Feds Label Gun Stores 'Critical Infrastructure,' New Jersey Stores Re-Open
Washington, DC – The U.S. Department of Homeland Security (DHS) on Saturday night issued an advisory that called gun dealers “critical infrastructure” and said they could remain open with other essential businesses during the coronavirus pandemic.
DHS said the advisory wasn’t a mandate, just merely guidance, the Associated Press reported.
But some states like New Jersey, who were already facing lawsuits, backed down on their initial orders to close gun shops and went along with the DHS advisory.
New Jersey Governor Phil Murphy signed an executive order on March 21 that closed all non-essential businesses in his state until further notice, and he included firearms dealers on the list of prohibited businesses, Politico reported.
Three different gun rights organizations immediately filed suit against that state to force it to allow the gun stores to re-open.
Murphy caved shortly after the DHS advisory was issued, according to Politico.
“In accordance with the guidance released over the weekend by the federal Department of Homeland Security, we will allow firearms sellers to operate,” Murphy told reporters on Monday.
Firearms dealers must operate on a “by appointment” basis and “during limited hours,” Politico reported.
The governor made it clear that the decision wasn’t his.
“It wouldn’t have been my definition, but that’s the definition at the federal level. I didn’t get a vote on that,” Murphy said.
Association of New Jersey Rifle and Pistol Clubs Executive Director Scott Bach said that while his organization was pleased with the reversal, they would not be rescinding their lawsuit, Politico reported.
“It’s good that the governor has finally bowed to pressure from the federal government, but our case is going to continue,” Bach said. “We are seeking a permanent injunction preventing this from ever happening again in this or future administrations.”

[Image-backed grounding data]
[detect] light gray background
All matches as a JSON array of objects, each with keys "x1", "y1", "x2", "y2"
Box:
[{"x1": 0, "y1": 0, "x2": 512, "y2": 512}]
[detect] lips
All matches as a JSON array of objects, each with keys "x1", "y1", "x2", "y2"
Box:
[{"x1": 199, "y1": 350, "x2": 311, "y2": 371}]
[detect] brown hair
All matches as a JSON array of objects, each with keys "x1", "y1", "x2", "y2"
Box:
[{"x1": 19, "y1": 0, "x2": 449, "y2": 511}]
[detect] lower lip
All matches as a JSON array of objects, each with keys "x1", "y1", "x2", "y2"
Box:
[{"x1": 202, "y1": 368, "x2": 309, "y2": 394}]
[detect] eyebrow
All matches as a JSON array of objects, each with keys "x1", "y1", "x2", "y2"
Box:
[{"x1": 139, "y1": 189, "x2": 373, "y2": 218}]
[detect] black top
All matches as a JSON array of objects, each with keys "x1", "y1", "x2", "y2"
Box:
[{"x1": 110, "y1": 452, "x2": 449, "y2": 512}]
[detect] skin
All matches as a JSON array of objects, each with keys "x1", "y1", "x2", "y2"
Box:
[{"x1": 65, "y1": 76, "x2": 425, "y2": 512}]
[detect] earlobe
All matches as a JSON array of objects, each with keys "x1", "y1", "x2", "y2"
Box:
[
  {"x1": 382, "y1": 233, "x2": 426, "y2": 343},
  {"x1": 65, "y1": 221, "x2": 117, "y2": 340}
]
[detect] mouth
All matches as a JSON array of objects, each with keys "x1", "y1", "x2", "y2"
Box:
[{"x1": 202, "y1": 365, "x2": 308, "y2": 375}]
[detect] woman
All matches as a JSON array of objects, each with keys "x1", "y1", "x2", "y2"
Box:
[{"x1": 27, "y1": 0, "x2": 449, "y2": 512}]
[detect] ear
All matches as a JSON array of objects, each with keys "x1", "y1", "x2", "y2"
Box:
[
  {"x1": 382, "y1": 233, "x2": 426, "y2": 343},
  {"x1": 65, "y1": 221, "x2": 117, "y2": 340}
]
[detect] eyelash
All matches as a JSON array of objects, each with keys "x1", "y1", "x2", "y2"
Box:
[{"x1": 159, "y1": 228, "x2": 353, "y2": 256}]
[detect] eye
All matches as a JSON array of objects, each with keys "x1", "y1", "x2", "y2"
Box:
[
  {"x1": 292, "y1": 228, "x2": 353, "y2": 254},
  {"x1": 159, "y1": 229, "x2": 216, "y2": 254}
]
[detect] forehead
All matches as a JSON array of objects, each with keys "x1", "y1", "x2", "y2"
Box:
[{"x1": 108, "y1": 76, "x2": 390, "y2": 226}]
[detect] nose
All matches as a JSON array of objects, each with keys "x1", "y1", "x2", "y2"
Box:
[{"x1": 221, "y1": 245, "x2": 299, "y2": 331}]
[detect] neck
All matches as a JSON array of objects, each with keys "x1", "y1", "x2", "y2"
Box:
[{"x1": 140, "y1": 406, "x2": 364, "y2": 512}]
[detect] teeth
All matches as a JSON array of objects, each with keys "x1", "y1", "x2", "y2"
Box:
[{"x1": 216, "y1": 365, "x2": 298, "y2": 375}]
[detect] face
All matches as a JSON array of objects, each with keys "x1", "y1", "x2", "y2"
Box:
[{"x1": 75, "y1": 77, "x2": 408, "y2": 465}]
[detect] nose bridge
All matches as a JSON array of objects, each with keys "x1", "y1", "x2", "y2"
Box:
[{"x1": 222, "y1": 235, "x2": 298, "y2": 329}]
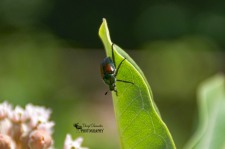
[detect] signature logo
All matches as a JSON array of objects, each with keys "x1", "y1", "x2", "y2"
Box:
[{"x1": 73, "y1": 123, "x2": 104, "y2": 133}]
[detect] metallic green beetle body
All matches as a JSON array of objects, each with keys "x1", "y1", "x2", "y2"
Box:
[{"x1": 100, "y1": 44, "x2": 134, "y2": 95}]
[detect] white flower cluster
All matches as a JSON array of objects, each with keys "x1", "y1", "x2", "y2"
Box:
[{"x1": 0, "y1": 102, "x2": 87, "y2": 149}]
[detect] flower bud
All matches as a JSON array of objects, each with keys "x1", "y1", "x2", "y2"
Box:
[{"x1": 28, "y1": 130, "x2": 53, "y2": 149}]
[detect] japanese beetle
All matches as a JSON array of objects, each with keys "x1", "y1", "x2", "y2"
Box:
[{"x1": 100, "y1": 44, "x2": 134, "y2": 95}]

**THINGS TO DO**:
1. Please retype part of the gun store article, beginning at "Murphy caved shortly" and stopping after "lawsuit, Politico reported.".
2. According to the gun store article, on what date did New Jersey Governor Phil Murphy sign the executive order closing non-essential businesses?
3. List every organization named in the gun store article.

**EXERCISE RESPONSES**:
1.
Murphy caved shortly after the DHS advisory was issued, according to Politico.
“In accordance with the guidance released over the weekend by the federal Department of Homeland Security, we will allow firearms sellers to operate,” Murphy told reporters on Monday.
Firearms dealers must operate on a “by appointment” basis and “during limited hours,” Politico reported.
The governor made it clear that the decision wasn’t his.
“It wouldn’t have been my definition, but that’s the definition at the federal level. I didn’t get a vote on that,” Murphy said.
Association of New Jersey Rifle and Pistol Clubs Executive Director Scott Bach said that while his organization was pleased with the reversal, they would not be rescinding their lawsuit, Politico reported.

2. March 21

3.
U.S. Department of Homeland Security (DHS)
Associated Press
Politico
Association of New Jersey Rifle and Pistol Clubs